**Task directions**
Without including the pictures, copy out every line below.

Source data:
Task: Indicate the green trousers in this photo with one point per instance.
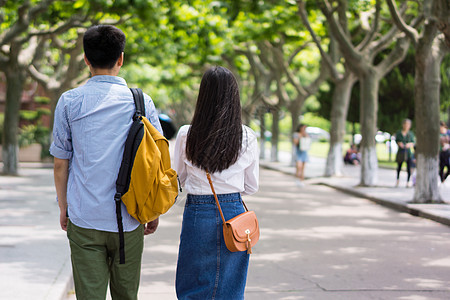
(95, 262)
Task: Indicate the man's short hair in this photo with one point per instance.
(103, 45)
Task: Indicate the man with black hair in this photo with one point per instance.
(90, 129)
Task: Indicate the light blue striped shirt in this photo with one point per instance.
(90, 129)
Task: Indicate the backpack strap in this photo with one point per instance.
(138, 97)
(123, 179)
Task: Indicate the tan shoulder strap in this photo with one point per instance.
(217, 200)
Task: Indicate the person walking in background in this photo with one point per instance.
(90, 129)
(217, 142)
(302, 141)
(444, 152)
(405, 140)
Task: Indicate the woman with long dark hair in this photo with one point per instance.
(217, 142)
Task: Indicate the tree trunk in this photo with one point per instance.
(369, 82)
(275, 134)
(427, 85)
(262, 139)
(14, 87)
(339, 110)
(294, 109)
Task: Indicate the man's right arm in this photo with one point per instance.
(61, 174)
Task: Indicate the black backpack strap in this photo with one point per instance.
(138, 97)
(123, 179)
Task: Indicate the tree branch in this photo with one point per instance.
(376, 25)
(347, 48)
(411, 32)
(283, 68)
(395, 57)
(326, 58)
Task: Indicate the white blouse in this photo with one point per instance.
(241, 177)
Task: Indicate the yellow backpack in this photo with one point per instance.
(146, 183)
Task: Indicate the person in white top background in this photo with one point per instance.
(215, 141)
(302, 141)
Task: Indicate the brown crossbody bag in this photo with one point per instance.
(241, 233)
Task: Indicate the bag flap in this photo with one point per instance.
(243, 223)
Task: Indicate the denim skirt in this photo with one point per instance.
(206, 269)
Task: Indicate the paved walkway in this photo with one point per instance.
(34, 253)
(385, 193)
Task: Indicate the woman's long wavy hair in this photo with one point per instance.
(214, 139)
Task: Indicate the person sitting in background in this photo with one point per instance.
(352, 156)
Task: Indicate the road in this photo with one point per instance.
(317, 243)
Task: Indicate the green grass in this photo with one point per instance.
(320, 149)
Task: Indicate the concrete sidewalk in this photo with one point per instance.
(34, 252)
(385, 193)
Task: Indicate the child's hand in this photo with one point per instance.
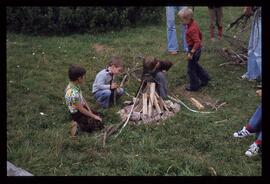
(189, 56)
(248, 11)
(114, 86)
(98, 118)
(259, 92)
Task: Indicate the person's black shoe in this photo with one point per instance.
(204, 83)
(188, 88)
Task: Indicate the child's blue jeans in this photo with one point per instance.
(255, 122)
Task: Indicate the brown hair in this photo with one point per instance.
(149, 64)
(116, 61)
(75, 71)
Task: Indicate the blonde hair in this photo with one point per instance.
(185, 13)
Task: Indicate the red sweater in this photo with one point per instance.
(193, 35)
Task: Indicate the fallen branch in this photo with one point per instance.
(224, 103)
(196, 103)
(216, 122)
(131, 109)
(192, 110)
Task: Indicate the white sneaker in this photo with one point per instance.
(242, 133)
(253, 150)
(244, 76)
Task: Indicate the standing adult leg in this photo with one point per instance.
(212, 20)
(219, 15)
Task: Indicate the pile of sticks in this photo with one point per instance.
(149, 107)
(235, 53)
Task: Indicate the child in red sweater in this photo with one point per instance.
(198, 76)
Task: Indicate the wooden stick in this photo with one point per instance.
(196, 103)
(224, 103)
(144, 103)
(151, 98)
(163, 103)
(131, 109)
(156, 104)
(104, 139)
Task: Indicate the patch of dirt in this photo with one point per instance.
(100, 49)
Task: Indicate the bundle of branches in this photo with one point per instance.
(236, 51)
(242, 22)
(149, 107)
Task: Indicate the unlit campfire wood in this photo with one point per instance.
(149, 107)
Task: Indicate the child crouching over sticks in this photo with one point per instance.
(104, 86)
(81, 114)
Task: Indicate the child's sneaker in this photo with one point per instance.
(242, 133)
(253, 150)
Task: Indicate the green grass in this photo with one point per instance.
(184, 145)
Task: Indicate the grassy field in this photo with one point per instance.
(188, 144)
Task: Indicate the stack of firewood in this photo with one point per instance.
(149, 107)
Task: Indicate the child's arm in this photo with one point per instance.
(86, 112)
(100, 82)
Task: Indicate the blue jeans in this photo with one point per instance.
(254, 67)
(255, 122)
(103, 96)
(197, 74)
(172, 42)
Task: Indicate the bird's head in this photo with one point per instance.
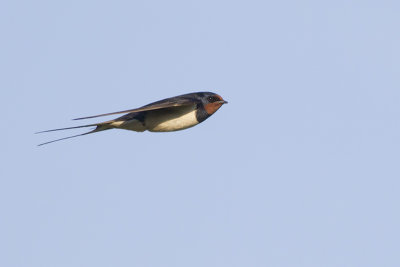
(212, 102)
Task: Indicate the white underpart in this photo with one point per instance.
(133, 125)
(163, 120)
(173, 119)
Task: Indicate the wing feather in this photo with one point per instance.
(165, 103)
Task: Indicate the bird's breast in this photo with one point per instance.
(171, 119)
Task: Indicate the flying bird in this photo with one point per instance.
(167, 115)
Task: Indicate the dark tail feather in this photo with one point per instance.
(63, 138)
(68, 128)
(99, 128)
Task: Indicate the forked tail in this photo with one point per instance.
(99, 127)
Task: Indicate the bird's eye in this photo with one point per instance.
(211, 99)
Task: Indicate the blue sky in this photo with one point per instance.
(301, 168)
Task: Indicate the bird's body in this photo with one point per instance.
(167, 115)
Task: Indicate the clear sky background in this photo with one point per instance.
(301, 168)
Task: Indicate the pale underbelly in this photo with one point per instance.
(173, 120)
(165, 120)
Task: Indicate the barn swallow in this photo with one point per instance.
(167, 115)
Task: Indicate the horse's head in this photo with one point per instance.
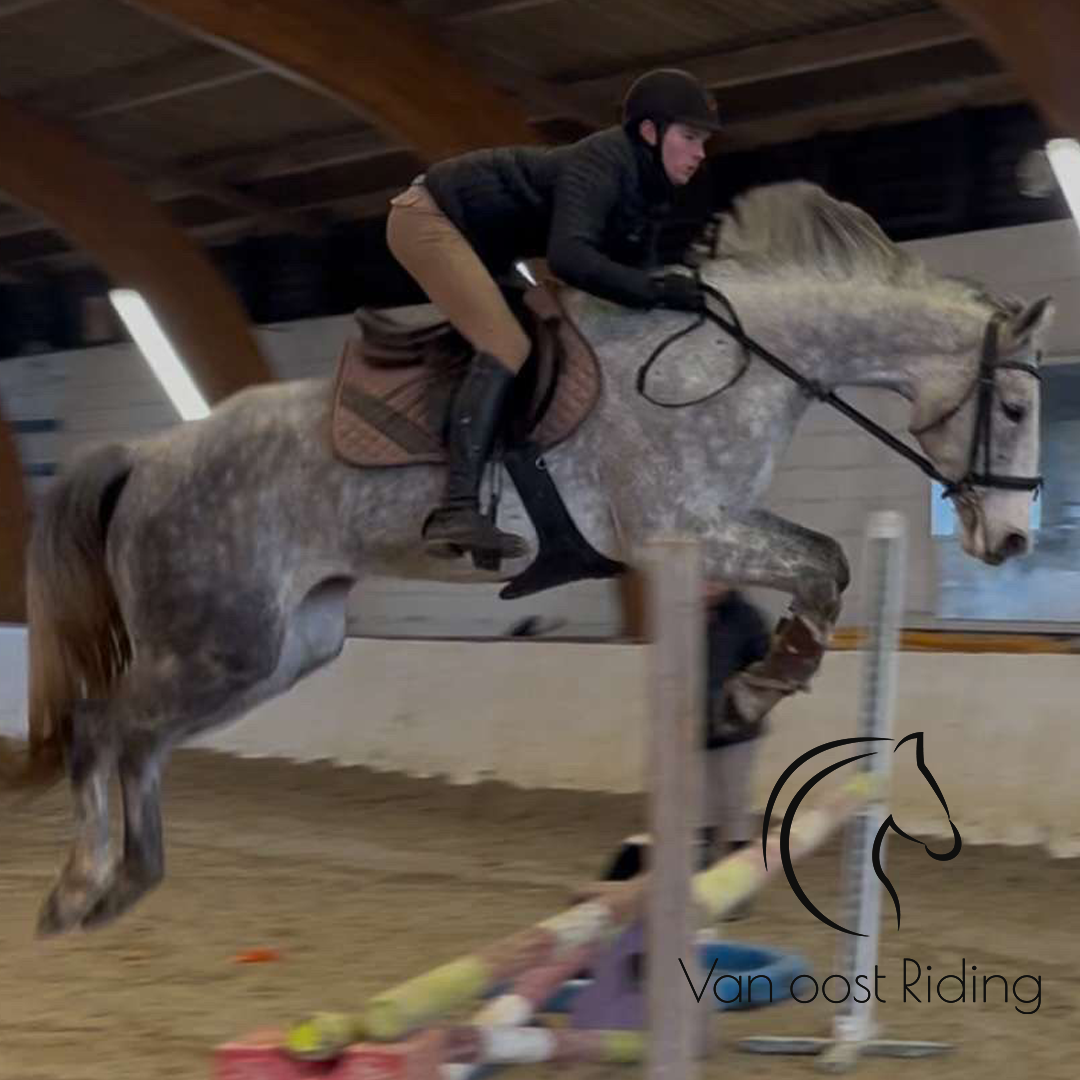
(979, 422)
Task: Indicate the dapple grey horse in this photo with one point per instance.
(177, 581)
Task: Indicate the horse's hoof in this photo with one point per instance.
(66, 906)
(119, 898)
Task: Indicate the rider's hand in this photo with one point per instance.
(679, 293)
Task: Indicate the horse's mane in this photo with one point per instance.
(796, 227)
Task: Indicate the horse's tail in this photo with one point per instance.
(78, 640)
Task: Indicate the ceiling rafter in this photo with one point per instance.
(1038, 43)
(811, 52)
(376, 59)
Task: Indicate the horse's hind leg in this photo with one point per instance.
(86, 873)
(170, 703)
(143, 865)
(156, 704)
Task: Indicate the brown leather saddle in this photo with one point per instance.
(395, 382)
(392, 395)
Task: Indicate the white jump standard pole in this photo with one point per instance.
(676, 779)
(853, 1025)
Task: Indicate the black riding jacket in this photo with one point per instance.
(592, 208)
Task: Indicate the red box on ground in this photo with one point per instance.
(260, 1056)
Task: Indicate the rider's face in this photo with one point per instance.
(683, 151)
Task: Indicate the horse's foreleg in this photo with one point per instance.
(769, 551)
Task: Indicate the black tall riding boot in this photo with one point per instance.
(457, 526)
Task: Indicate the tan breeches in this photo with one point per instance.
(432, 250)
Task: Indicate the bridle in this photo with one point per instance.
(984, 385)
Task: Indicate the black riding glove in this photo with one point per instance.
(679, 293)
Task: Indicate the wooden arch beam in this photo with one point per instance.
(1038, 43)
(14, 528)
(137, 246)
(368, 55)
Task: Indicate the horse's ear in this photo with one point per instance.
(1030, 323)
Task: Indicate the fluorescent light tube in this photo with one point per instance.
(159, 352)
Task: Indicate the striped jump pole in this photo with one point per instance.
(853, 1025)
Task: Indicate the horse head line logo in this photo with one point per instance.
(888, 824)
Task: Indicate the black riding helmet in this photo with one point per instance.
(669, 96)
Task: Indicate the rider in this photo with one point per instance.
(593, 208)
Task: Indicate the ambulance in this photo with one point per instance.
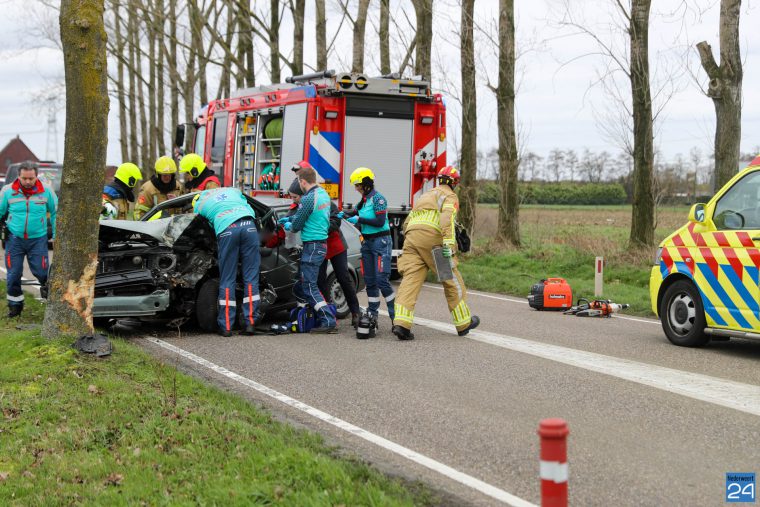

**Result for this exercise**
Task: Indicate the green trousers in this photo with one point per instance.
(95, 262)
Task: Indicate the man's short hair in this photo with one point per instance.
(103, 45)
Task: Indicate the man with black hair in this photo with one point per instance.
(90, 129)
Task: Indicate the light blue striped shirt in this photo with one point per instance.
(90, 129)
Task: Indicate the backpack strap in this photo with one point per instance.
(138, 97)
(123, 179)
Task: Indicate the tan shoulder strap in this photo with one point per instance.
(217, 200)
Task: Indicate the person walking in background in this photo with one point per instance.
(90, 129)
(217, 142)
(302, 141)
(444, 152)
(405, 140)
Task: Indicate the woman with long dark hair in this photo with one point per instance.
(217, 142)
Task: Indicate the tree trunk in this photo with one point per instance.
(369, 82)
(275, 134)
(427, 85)
(262, 139)
(14, 87)
(339, 110)
(294, 109)
Task: Indicate the man's right arm in this photo with one point per instance.
(61, 174)
Task: Indicate the black backpack strap in this photo with one point per instance.
(138, 97)
(123, 179)
Task: Indicate the tree branch in this photo with one point per instance.
(376, 25)
(347, 48)
(411, 32)
(283, 68)
(395, 57)
(326, 58)
Task: Indicate the white blouse in this photo with one point per instance.
(241, 177)
Task: Indicate the yellow backpack in this photo with one point per instance.
(146, 183)
Task: Indicate the person in white top background in this photo with one point per instance.
(215, 141)
(302, 141)
Task: Indicate the brown crossbody bag in this photo with one point per instance.
(241, 233)
Task: Indicate the bag flap in this photo with one point per instance.
(243, 223)
Task: Indicate the denim skirt in this photo with one point per instance.
(206, 269)
Task: Indicate the paved walkway in this photo with one point per instance.
(34, 253)
(385, 193)
Task: Indicate the woman's long wavy hair in this photo with one point per instance.
(214, 139)
Task: Indicate the person sitting in background in this photo with one point per instance.
(352, 156)
Task: Indicate the road in this photo with one point per instance.
(317, 243)
Task: Indicate the green grass in this photo with one point per instance.
(320, 149)
Task: Indicate the concrete sidewalk in this photo with one point per instance.
(34, 252)
(385, 193)
Task: Indicate the child's hand in this photo with one point per instance.
(189, 56)
(248, 11)
(114, 86)
(98, 118)
(259, 92)
Task: Indicate the person's black shoe in this photo with one point per instance.
(204, 83)
(188, 88)
Task: Indicate the child's blue jeans in this photo with one point per instance.
(255, 122)
Task: Indicate the brown hair in this photo with one point per instance.
(149, 64)
(116, 61)
(75, 71)
Task: Indicate the blonde hair in this photo with one point per instance.
(185, 13)
Task: Indicate the red sweater in this photo with one point per instance.
(193, 35)
Task: Indicate the fallen branch in this photo with one point per instance.
(224, 103)
(196, 103)
(216, 122)
(131, 109)
(192, 110)
Task: Indicate the white sneaker in this photo with one point per instance.
(242, 133)
(253, 150)
(244, 76)
Task: Indicate the standing adult leg in this photo with one point per instance.
(212, 20)
(219, 15)
Task: Indicate the pile of sticks in this photo with one point per instance.
(149, 107)
(235, 53)
Task: Indicate the child in red sweater in this photo with one point per instance.
(198, 76)
Task: Indicate the wooden stick in this photo with one point per instance.
(196, 103)
(224, 103)
(144, 103)
(151, 98)
(163, 103)
(131, 109)
(156, 104)
(104, 139)
Task: Indicate the patch of dirt in this photo with one point per instance.
(100, 49)
Task: Indicate the bundle of branches in this photo with one point per instance.
(236, 51)
(242, 22)
(149, 107)
Task: Indicate the unlit campfire wood in this photo with one point per instance.
(149, 107)
Task: Indicate the child crouching over sticks in this photo with one point per instance.
(104, 86)
(81, 114)
Task: Indicate the child's sneaker in this photo with one point per instance.
(242, 133)
(253, 150)
Task: Indicate the green grass in this photo with one point per instance.
(184, 145)
Task: Indicate the grassy field in this photo with one point per instance.
(188, 144)
Task: Indicate the stack of firewood in this photo with one point per instance.
(149, 107)
Task: Indicate the child's arm in this photo with one point per instance.
(86, 112)
(100, 82)
Task: Indicate the blue jeans in this photo with one point per instance.
(254, 67)
(255, 122)
(103, 96)
(197, 74)
(172, 42)
Task: Indicate the bird's head in this photo with one point per instance.
(212, 102)
Task: Indicate the white underpart in this photo with one point per instance.
(133, 125)
(163, 120)
(173, 119)
Task: Indicate the wing feather in this photo with one point per instance.
(165, 103)
Task: Indicate the bird's breast in this photo with one point per instance.
(171, 119)
Task: Indicate the flying bird in this photo with one point per instance.
(167, 115)
Task: Indicate the dark tail feather in this photo with one point per instance.
(63, 138)
(68, 128)
(99, 128)
Task: Indicate the forked tail in this photo with one point per instance.
(99, 127)
Task: Indicate the bird's eye in this photo with one point per instance.
(211, 99)
Task: Indicate the blue sky in this photo with one point per instance.
(301, 168)
Task: Indicate the bird's body in this photo with one point per instance.
(167, 115)
Task: Indicate the clear sky background in this photo with one point per instance.
(301, 168)
Task: Indicate the pale underbelly in this photo with one point per instance.
(173, 120)
(165, 120)
Task: Indicate the barn swallow in this photo with one point per instance.
(167, 115)
Task: Indicate the horse's head in this photo with one point per instance.
(979, 422)
Task: Indicate the dapple grey horse in this photo with one point per instance.
(177, 581)
Task: Indicate the horse's hoof in this photo with one point per instance.
(66, 906)
(119, 898)
Task: Indicate the rider's hand in this photo with one point per instance.
(679, 293)
Task: Indicate the horse's mane in this photo with one point per instance.
(796, 227)
Task: Indicate the horse's tail in this photo with one point per instance.
(78, 640)
Task: Indicate the ceiling rafter in this photo with one point per instance.
(1038, 43)
(811, 52)
(376, 59)
Task: Indicate the horse's hind leg in this photo with one point per instance.
(86, 873)
(170, 703)
(143, 865)
(156, 704)
Task: Indicate the brown leather saddle in this photo with one point per instance.
(395, 382)
(392, 395)
Task: Indicate the white jump standard pole in this photo with one point per instance.
(676, 779)
(853, 1025)
Task: Indicate the black riding jacket in this photo with one point per instance.
(592, 208)
Task: Indicate the red box on ground in this photo with one point per instance.
(260, 1056)
Task: Indicate the rider's face in this photo with one point per instance.
(683, 151)
Task: Indicate the horse's foreleg in this photo with one point per instance.
(769, 551)
Task: Indicate the black tall riding boot in this photo with one point per instance.
(457, 526)
Task: Indicate the tan breeches in this photo with one point per instance.
(432, 250)
Task: Indicate the bridle in this photo with one point per instance.
(984, 385)
Task: Indicate the black riding glove in this photo with one point per instance.
(679, 293)
Task: Indicate the wooden arch beam in this photo with one point per instance.
(1038, 43)
(14, 528)
(137, 246)
(368, 55)
Task: Indicate the horse's ear in this photo with one point per instance.
(1030, 323)
Task: Indicate the fluorescent light tube in this photo with one point per instance.
(159, 352)
Task: Indicate the striped jump pole in this photo with one point per instance.
(853, 1025)
Task: Indicate the horse head line logo in this photo with one point per instance.
(888, 824)
Task: Indicate the black riding helmet in this photo with one point per instance.
(669, 96)
Task: Indicate the rider in this photo with one point per instance.
(593, 208)
Task: Indicate the ambulance in this photo with one point per instance.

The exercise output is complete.